_The problem_. Each line from the one containing "Can you spot the small snail shell" through the last line of the records below is to be repeated as written, with nothing added.

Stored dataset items
====

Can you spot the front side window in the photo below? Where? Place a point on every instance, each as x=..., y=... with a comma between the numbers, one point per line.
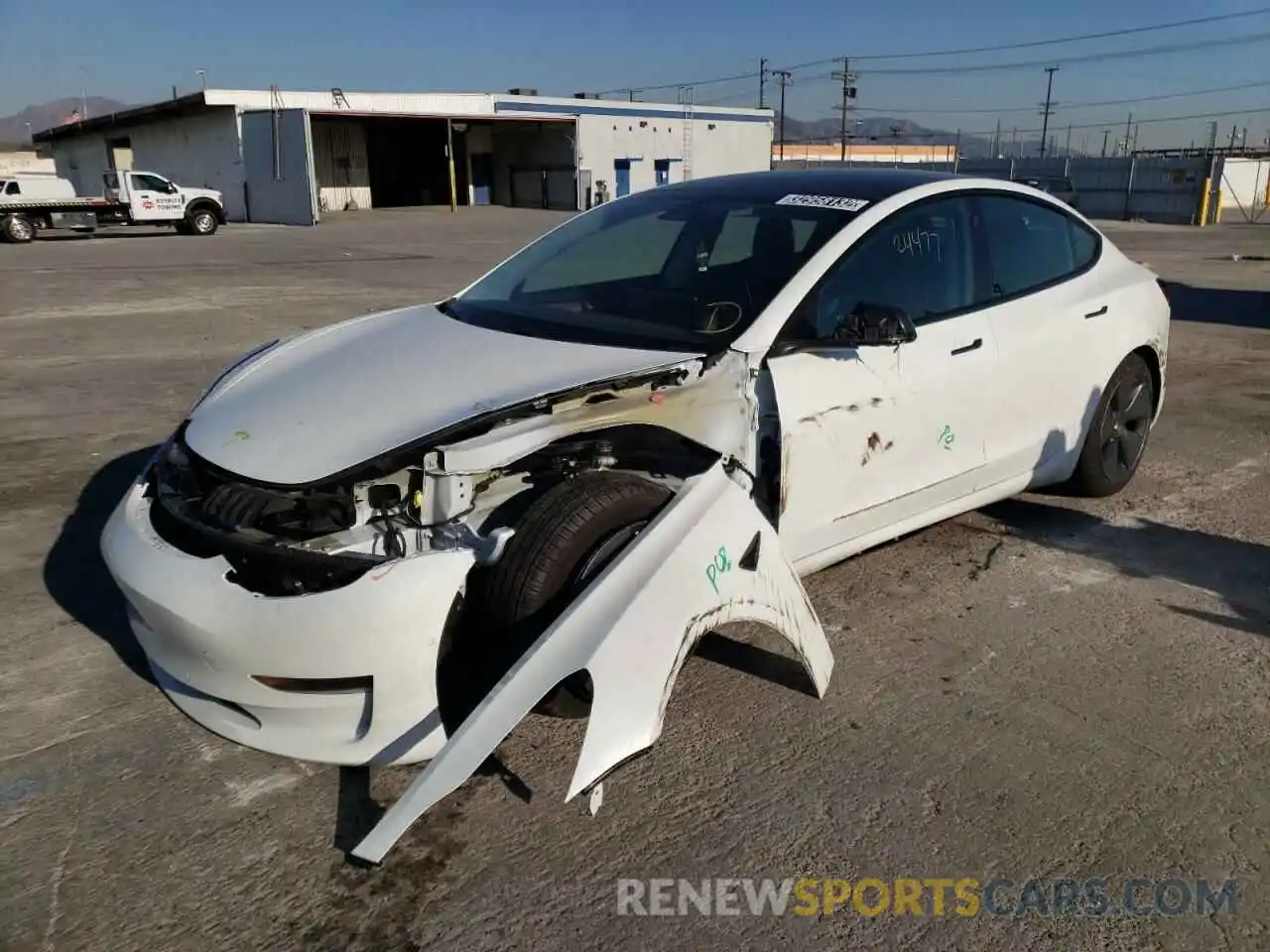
x=149, y=182
x=1032, y=245
x=657, y=270
x=920, y=261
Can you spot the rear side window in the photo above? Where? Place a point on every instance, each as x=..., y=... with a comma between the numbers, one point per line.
x=1032, y=245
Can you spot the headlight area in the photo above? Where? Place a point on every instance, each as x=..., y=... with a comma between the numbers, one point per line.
x=285, y=542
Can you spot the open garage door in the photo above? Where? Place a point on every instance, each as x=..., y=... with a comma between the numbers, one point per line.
x=278, y=168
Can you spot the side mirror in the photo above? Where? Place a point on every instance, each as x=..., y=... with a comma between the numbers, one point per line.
x=875, y=325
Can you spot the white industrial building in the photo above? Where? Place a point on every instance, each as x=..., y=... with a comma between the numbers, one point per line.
x=290, y=158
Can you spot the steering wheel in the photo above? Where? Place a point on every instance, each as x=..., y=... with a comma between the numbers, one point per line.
x=721, y=316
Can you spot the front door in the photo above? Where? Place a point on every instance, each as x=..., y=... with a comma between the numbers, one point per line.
x=153, y=198
x=873, y=435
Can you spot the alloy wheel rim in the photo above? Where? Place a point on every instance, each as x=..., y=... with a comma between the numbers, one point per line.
x=1124, y=428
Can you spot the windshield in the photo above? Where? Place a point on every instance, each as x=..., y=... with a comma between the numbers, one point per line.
x=661, y=270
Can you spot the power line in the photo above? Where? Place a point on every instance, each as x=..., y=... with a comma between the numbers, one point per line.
x=1002, y=111
x=987, y=134
x=1029, y=45
x=1088, y=58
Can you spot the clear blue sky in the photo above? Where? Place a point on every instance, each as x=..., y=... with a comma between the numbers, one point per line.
x=136, y=54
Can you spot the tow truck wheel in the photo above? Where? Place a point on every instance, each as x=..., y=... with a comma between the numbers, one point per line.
x=18, y=230
x=563, y=540
x=200, y=222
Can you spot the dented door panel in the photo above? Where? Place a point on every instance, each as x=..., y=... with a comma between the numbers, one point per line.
x=864, y=430
x=844, y=434
x=707, y=558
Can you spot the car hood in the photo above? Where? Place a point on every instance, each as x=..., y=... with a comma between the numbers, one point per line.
x=339, y=397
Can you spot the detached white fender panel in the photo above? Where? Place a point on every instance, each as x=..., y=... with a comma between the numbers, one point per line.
x=707, y=558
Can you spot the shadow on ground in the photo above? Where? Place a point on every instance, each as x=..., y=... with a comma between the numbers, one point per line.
x=76, y=576
x=1234, y=570
x=1237, y=308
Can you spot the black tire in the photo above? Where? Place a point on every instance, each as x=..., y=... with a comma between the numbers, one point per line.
x=1118, y=433
x=18, y=230
x=563, y=539
x=200, y=220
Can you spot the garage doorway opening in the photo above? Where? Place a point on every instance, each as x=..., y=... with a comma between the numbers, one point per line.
x=377, y=162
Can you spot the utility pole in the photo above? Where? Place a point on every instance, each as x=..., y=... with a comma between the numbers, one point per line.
x=783, y=77
x=848, y=94
x=1047, y=108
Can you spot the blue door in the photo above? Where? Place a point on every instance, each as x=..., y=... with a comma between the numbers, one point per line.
x=483, y=178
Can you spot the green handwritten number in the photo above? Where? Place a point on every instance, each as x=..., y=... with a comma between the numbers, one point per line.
x=720, y=565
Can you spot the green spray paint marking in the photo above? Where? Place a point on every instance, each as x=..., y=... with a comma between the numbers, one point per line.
x=720, y=565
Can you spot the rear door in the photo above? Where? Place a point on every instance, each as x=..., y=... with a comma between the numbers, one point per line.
x=1052, y=308
x=278, y=168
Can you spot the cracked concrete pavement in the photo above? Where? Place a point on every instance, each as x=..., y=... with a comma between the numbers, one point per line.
x=1044, y=688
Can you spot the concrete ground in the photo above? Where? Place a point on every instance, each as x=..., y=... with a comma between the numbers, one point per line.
x=1049, y=688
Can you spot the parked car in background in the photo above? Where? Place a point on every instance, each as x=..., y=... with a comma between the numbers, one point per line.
x=1057, y=185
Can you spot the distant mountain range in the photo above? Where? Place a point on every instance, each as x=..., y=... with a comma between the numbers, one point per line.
x=888, y=130
x=16, y=131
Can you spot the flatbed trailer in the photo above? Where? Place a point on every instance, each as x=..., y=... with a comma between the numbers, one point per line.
x=130, y=198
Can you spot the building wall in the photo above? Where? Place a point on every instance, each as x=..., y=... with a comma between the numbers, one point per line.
x=200, y=151
x=864, y=153
x=24, y=160
x=716, y=148
x=1245, y=186
x=340, y=164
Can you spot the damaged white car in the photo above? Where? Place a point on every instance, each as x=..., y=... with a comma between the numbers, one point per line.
x=389, y=539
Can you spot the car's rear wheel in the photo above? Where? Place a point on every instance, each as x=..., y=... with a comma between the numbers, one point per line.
x=563, y=540
x=1118, y=433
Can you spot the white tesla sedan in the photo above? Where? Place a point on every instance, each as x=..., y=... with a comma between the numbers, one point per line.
x=389, y=539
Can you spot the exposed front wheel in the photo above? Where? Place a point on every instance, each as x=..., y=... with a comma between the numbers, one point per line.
x=1118, y=433
x=563, y=540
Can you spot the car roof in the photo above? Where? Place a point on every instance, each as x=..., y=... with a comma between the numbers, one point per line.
x=866, y=184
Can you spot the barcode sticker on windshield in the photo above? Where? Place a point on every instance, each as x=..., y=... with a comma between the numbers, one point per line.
x=842, y=204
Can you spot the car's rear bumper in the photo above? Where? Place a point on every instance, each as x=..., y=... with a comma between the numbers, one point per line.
x=367, y=653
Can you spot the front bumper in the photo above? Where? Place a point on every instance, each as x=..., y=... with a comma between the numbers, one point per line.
x=207, y=640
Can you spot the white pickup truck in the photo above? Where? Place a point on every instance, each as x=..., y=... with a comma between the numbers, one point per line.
x=128, y=198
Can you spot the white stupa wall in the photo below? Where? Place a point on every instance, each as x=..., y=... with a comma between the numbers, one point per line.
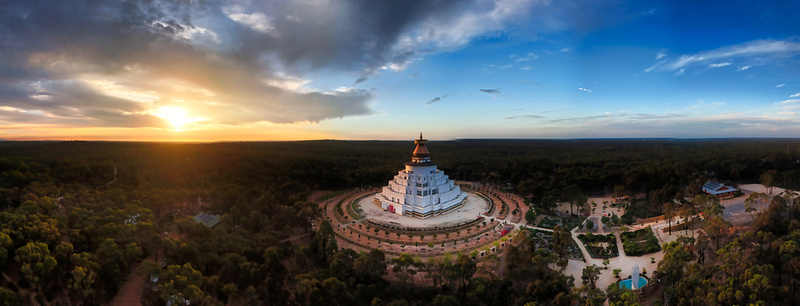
x=421, y=191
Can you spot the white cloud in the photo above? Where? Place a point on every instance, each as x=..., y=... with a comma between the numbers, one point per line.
x=256, y=21
x=757, y=48
x=528, y=57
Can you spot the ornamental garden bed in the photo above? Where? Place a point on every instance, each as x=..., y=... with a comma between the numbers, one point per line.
x=600, y=246
x=545, y=238
x=570, y=223
x=640, y=242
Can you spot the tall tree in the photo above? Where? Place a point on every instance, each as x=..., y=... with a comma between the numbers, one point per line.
x=35, y=262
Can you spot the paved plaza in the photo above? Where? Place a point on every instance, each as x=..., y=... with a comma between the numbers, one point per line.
x=472, y=209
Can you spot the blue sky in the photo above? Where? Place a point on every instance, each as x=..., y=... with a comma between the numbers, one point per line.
x=275, y=70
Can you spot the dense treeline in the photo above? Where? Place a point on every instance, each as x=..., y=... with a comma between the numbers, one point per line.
x=77, y=216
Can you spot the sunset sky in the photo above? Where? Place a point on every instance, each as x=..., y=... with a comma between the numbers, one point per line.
x=182, y=70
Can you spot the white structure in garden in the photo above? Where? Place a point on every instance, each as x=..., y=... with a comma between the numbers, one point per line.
x=420, y=190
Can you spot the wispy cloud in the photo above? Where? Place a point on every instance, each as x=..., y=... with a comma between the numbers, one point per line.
x=436, y=99
x=759, y=48
x=528, y=57
x=524, y=116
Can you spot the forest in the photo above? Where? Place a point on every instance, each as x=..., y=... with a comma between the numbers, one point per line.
x=78, y=218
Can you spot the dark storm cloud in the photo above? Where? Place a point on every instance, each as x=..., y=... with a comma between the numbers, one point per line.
x=89, y=63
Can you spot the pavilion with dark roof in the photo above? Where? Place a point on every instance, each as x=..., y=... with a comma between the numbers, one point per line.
x=719, y=190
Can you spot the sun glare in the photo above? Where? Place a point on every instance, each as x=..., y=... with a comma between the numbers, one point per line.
x=177, y=116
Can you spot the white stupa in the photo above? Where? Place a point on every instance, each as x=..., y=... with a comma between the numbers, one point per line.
x=420, y=190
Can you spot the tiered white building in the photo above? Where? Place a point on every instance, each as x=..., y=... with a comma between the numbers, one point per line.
x=420, y=190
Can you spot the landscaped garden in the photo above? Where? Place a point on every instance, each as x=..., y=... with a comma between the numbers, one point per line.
x=600, y=246
x=569, y=223
x=544, y=239
x=640, y=242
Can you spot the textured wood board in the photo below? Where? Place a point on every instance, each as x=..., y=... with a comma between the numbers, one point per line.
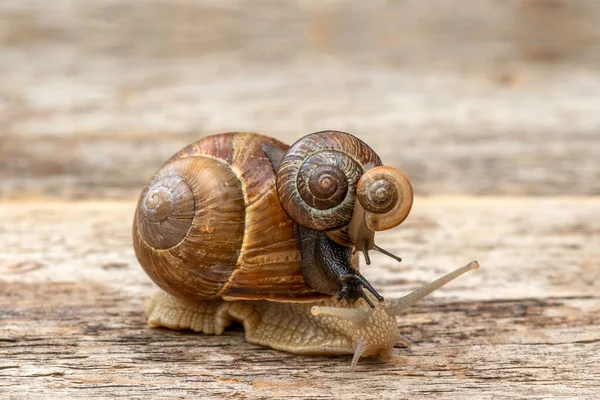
x=525, y=325
x=483, y=97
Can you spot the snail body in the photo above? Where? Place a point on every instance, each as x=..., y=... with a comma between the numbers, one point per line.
x=240, y=226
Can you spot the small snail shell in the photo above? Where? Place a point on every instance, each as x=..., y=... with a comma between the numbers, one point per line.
x=387, y=196
x=318, y=177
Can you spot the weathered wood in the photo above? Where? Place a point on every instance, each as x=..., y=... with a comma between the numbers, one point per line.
x=526, y=325
x=495, y=98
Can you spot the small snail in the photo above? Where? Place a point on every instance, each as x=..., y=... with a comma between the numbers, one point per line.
x=241, y=227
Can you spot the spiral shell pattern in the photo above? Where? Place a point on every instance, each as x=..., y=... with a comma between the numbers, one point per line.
x=318, y=177
x=209, y=224
x=387, y=196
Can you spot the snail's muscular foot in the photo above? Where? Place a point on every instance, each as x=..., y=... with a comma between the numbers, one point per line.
x=352, y=289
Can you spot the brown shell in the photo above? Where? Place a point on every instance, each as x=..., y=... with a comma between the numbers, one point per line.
x=317, y=179
x=231, y=239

====

_Solved problem_.
Can you spot the small snail shell in the photo above? Where? Place a point on every instance, each as x=..., y=... with a comma between the numbers, one point per line.
x=387, y=196
x=318, y=177
Can you spot the weathered wood in the photo above? Where? Place a point on every instance, each as x=..., y=... with a comma between the numbers, one point per line.
x=526, y=325
x=495, y=98
Can you spot the small snail in the photo above? Where? Place a point on every instance, each as x=..., y=... with a comma between the numbers, one point per line.
x=241, y=227
Can you spot the spiral shell pattern in the photo above? Where? Place a point on every instance, each as x=..., y=... with a comma between the numbers, one point per line.
x=318, y=177
x=209, y=224
x=387, y=196
Can you spot the snail's muscular foot in the photo above? Where? Place a point on every instance, each as x=..., y=... with a comma between the numbers, one point per line.
x=352, y=289
Can you spot the brown shell in the photo above? Where? Place a point on every instance, each as x=..., y=... with a comma between the numbers, one point per line.
x=317, y=179
x=231, y=239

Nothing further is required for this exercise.